(Spatial localization data)
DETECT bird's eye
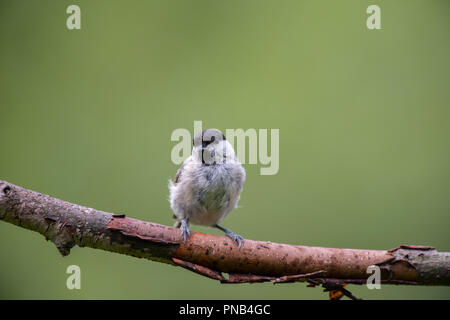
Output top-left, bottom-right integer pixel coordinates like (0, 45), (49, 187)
(202, 135), (217, 148)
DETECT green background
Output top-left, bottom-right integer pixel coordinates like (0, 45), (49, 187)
(1, 0), (449, 299)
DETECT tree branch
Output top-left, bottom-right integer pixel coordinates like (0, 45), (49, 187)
(1, 180), (449, 292)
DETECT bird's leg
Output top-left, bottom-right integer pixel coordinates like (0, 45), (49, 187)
(180, 218), (191, 244)
(215, 224), (243, 248)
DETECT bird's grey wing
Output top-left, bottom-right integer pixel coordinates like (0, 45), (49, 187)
(171, 162), (187, 224)
(173, 162), (186, 184)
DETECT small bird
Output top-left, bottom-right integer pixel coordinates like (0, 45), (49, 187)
(169, 129), (246, 247)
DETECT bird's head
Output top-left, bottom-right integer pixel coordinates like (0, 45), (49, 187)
(192, 129), (235, 165)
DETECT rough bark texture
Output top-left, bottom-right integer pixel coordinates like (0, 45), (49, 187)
(0, 180), (449, 287)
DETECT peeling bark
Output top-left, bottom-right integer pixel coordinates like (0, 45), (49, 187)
(0, 180), (449, 287)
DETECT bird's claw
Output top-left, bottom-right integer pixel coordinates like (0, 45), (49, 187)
(225, 231), (243, 249)
(180, 220), (191, 244)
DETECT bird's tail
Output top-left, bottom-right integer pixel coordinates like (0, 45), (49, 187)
(172, 216), (181, 228)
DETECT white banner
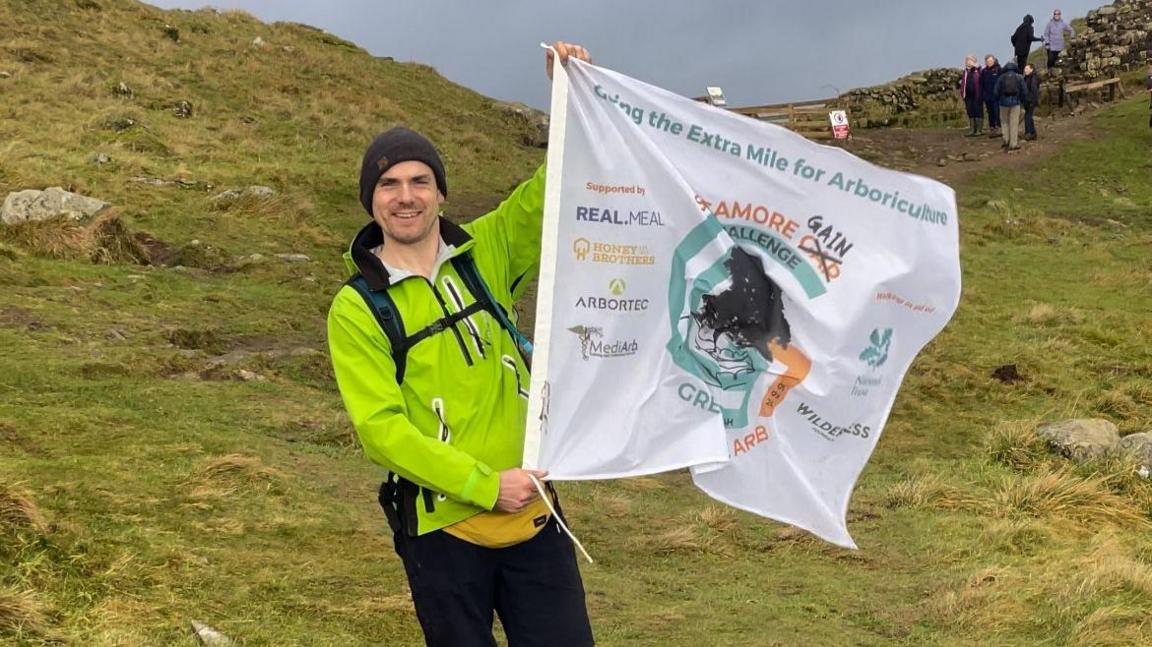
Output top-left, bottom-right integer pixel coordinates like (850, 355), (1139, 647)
(526, 57), (961, 548)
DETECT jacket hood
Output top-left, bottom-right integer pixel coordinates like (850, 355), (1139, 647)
(1024, 15), (1034, 24)
(344, 217), (475, 289)
(1004, 61), (1019, 72)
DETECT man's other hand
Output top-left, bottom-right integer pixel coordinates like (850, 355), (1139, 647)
(546, 41), (591, 80)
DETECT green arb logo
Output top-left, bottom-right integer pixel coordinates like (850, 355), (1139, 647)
(859, 328), (892, 369)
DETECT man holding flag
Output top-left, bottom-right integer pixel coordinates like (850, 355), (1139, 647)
(327, 43), (593, 647)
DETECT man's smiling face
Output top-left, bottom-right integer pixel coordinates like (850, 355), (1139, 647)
(371, 160), (445, 247)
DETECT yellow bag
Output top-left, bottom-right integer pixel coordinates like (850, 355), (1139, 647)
(443, 498), (551, 549)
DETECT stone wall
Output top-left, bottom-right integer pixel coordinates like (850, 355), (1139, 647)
(838, 68), (965, 128)
(1065, 0), (1152, 79)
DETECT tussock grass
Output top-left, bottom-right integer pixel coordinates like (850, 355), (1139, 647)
(183, 454), (282, 498)
(989, 469), (1148, 527)
(0, 211), (148, 264)
(0, 482), (47, 534)
(883, 474), (966, 509)
(986, 420), (1050, 471)
(0, 588), (48, 639)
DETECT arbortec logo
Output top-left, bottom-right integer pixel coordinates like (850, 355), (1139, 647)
(575, 279), (650, 312)
(572, 238), (656, 265)
(567, 325), (639, 360)
(668, 218), (812, 429)
(852, 328), (892, 398)
(576, 206), (665, 227)
(796, 401), (871, 441)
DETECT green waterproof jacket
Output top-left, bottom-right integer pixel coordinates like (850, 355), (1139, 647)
(327, 165), (545, 535)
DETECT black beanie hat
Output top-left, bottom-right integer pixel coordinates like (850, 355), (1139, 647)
(358, 127), (447, 217)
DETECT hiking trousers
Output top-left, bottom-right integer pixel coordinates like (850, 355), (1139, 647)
(1000, 104), (1022, 148)
(392, 517), (594, 647)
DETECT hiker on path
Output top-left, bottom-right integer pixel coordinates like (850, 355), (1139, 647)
(981, 55), (1003, 137)
(1022, 63), (1041, 141)
(327, 42), (595, 647)
(995, 61), (1029, 151)
(959, 55), (984, 137)
(1012, 14), (1043, 70)
(1043, 9), (1075, 71)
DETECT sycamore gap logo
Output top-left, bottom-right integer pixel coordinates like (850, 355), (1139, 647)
(858, 328), (892, 369)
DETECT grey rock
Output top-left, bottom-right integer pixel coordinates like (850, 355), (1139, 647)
(94, 153), (112, 165)
(495, 100), (550, 148)
(274, 253), (310, 263)
(163, 24), (180, 42)
(1, 188), (111, 226)
(211, 186), (276, 202)
(1036, 418), (1121, 462)
(0, 71), (11, 79)
(191, 621), (232, 645)
(174, 100), (193, 119)
(1119, 432), (1152, 475)
(113, 81), (133, 98)
(251, 36), (265, 48)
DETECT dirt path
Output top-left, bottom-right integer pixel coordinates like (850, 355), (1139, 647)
(840, 108), (1099, 186)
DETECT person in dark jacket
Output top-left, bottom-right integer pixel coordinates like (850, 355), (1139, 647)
(1022, 63), (1041, 140)
(980, 55), (1002, 136)
(995, 61), (1029, 151)
(959, 55), (983, 137)
(1012, 15), (1043, 70)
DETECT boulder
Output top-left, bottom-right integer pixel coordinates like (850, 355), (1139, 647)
(211, 186), (276, 202)
(1119, 432), (1152, 476)
(1, 188), (111, 226)
(1036, 418), (1120, 462)
(495, 101), (550, 148)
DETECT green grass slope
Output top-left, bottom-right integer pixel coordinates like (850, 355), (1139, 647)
(2, 1), (1152, 645)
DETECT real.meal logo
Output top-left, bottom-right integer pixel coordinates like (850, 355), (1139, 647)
(575, 205), (665, 227)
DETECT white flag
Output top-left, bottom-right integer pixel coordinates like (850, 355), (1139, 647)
(525, 57), (961, 548)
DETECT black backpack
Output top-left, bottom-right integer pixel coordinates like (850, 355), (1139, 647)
(345, 253), (532, 384)
(1001, 73), (1020, 97)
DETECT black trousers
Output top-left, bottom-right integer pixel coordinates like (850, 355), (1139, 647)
(1047, 49), (1061, 70)
(1015, 52), (1029, 71)
(393, 518), (594, 647)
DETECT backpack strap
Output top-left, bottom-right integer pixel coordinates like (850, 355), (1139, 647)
(450, 254), (534, 367)
(346, 274), (410, 383)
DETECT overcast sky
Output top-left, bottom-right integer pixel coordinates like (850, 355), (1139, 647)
(146, 1), (1101, 109)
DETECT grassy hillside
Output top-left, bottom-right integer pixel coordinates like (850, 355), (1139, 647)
(3, 1), (1152, 645)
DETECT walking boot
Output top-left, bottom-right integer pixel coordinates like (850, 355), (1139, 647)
(965, 119), (980, 137)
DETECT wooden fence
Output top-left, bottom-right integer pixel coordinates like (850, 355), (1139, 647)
(727, 97), (845, 140)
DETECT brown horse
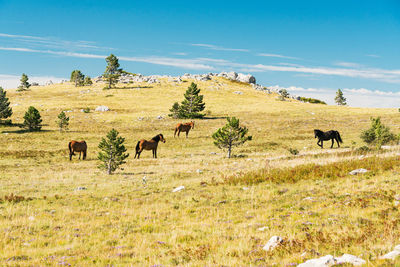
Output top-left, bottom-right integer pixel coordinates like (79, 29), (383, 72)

Task statement> Every record is to be reproduced exactly, with no pictures included.

Response for this exercise>
DETECT bird's eye
Output top-left, bottom-right integer pixel coordinates like (0, 45), (49, 187)
(202, 135), (217, 148)
DETECT green background
Output top-left, bottom-right integer pixel coordinates like (0, 45), (49, 187)
(1, 0), (449, 299)
DETECT tree branch
Output top-left, bottom-right integer pixel coordinates like (0, 45), (49, 187)
(1, 180), (449, 292)
DETECT bird's leg
Output top-left, bottom-right integer pixel coordinates like (0, 45), (49, 187)
(180, 218), (191, 244)
(215, 224), (243, 248)
DETECT bird's grey wing
Output top-left, bottom-right integer pixel coordinates like (0, 45), (49, 187)
(171, 162), (187, 224)
(173, 162), (186, 184)
DETECT small bird
Output top-left, bottom-right integer pixel coordinates like (0, 45), (49, 187)
(169, 129), (246, 247)
DETECT bird's head
Output top-left, bottom-right integer pixel coordinates like (0, 45), (49, 187)
(192, 129), (235, 165)
DETECT rough bark texture
Output top-left, bottom-right integer pixel coordinates like (0, 45), (49, 187)
(0, 180), (449, 287)
DETECT peeling bark
Output top-left, bottom-right integer pixel coordinates like (0, 45), (49, 187)
(0, 180), (449, 287)
DETECT bird's claw
Output top-left, bottom-right integer pixel coordinates like (0, 45), (49, 187)
(225, 231), (243, 249)
(180, 220), (191, 244)
DETECT bird's tail
Output top-left, bottom-right integer pixel coordinates like (0, 45), (49, 187)
(172, 216), (181, 228)
DETECT white banner
Output top-left, bottom-right integer pixel coordinates like (850, 355), (1139, 647)
(526, 57), (961, 548)
DETECT jacket hood
Output top-left, bottom-right integer pixel coordinates like (850, 355), (1139, 647)
(1024, 15), (1034, 24)
(344, 217), (475, 289)
(1004, 61), (1019, 72)
DETECT man's other hand
Output top-left, bottom-right integer pixel coordinates like (850, 355), (1139, 647)
(546, 41), (591, 80)
DETECT green arb logo
Output top-left, bottom-right integer pixel coordinates like (850, 355), (1139, 647)
(859, 328), (892, 369)
DETECT man holding flag
Output top-left, bottom-right integer pixel coordinates like (850, 355), (1139, 647)
(327, 43), (593, 647)
DETECT man's smiling face
Output top-left, bottom-right integer pixel coordinates like (850, 355), (1139, 647)
(371, 160), (445, 247)
DETECT yellow bag
Output top-left, bottom-right integer pixel coordinates like (850, 355), (1139, 647)
(443, 498), (551, 549)
DETECT stone wall
Output top-left, bottom-right integer pixel coordinates like (850, 355), (1139, 647)
(838, 68), (965, 128)
(1065, 0), (1152, 79)
DETECT tussock grass
Output top-left, bottom-right integer pixel coordinates like (850, 355), (1139, 647)
(183, 454), (282, 498)
(989, 469), (1148, 527)
(0, 211), (148, 264)
(0, 482), (47, 534)
(883, 474), (966, 509)
(986, 420), (1050, 471)
(0, 588), (48, 639)
DETECT arbortec logo
Output top-left, bottom-right integer pixel coordinates like (850, 355), (1139, 647)
(575, 279), (650, 312)
(572, 238), (656, 265)
(567, 325), (639, 360)
(668, 218), (812, 429)
(852, 328), (892, 398)
(576, 206), (665, 227)
(796, 401), (871, 441)
DETECT green waterproof jacket
Output top-left, bottom-right integer pixel coordinates like (850, 355), (1139, 647)
(327, 165), (545, 535)
DETECT black beanie hat
Output top-left, bottom-right integer pixel coordinates like (850, 355), (1139, 647)
(358, 127), (447, 217)
DETECT hiking trousers
Output top-left, bottom-right integer pixel coordinates like (850, 355), (1139, 647)
(1000, 104), (1022, 148)
(392, 517), (594, 647)
DETECT hiker on path
Output top-left, bottom-right integer pixel coordinates like (850, 355), (1139, 647)
(981, 55), (1003, 137)
(1022, 63), (1041, 141)
(327, 42), (595, 647)
(995, 61), (1029, 151)
(959, 55), (984, 137)
(1012, 14), (1043, 70)
(1043, 9), (1075, 71)
DETECT sycamore gap logo
Output top-left, bottom-right integer pixel coordinates like (850, 355), (1139, 647)
(858, 328), (892, 369)
DETECT grey rock
Output top-left, bottom-right integer pixel coordinates like (850, 355), (1139, 647)
(94, 153), (112, 165)
(495, 100), (550, 148)
(274, 253), (310, 263)
(163, 24), (180, 42)
(1, 188), (111, 226)
(211, 186), (276, 202)
(1036, 418), (1121, 462)
(0, 71), (11, 79)
(191, 621), (232, 645)
(174, 100), (193, 119)
(1119, 432), (1152, 475)
(113, 81), (133, 98)
(251, 36), (265, 48)
DETECT dirt path
Output top-left, bottom-right integer pixel coordinates like (850, 355), (1139, 647)
(840, 108), (1099, 186)
DETECT person in dark jacket
Output top-left, bottom-right integer pixel coordinates like (850, 355), (1139, 647)
(1022, 63), (1041, 140)
(980, 55), (1002, 136)
(995, 61), (1029, 151)
(959, 55), (983, 137)
(1012, 15), (1043, 70)
DETECT boulder
Output top-left, bottom-right integer pixel coordinates like (850, 355), (1139, 647)
(211, 186), (276, 202)
(1119, 432), (1152, 476)
(1, 188), (111, 226)
(1036, 418), (1120, 462)
(495, 101), (550, 148)
DETECT green grass slope
Output top-left, bottom-right integer pixel coordinates like (850, 355), (1139, 647)
(2, 1), (1152, 645)
DETECT real.meal logo
Output top-left, bottom-right integer pixel coordinates like (850, 355), (1139, 647)
(575, 205), (665, 227)
DETECT white flag
Output top-left, bottom-right integer pixel coordinates like (850, 355), (1139, 647)
(525, 57), (961, 548)
DETECT black backpack
Output top-left, bottom-right integer pixel coordinates like (850, 355), (1139, 647)
(345, 253), (532, 384)
(1001, 73), (1020, 97)
DETECT black trousers
Output top-left, bottom-right integer pixel coordinates like (850, 355), (1139, 647)
(1047, 49), (1061, 70)
(1015, 52), (1029, 71)
(393, 518), (594, 647)
DETECT backpack strap
Output top-left, bottom-right integer pixel coordinates like (850, 355), (1139, 647)
(450, 254), (534, 367)
(346, 274), (410, 383)
DETECT overcast sky
Output top-left, bottom-right integer pixel coordinates like (850, 355), (1139, 647)
(146, 1), (1101, 109)
DETECT grassy hillside
Output top-left, bottom-right integer pixel coordinates like (850, 355), (1139, 647)
(3, 1), (1152, 645)
DETECT walking boot
Output top-left, bottom-right integer pixel coordinates like (850, 355), (1139, 647)
(965, 119), (980, 137)
DETECT wooden fence
Output top-left, bottom-right integer pixel coordinates like (850, 355), (1139, 647)
(727, 97), (845, 140)
DETECT brown horse
Output top-left, bottom-right integer pixel coordinates like (79, 29), (383, 72)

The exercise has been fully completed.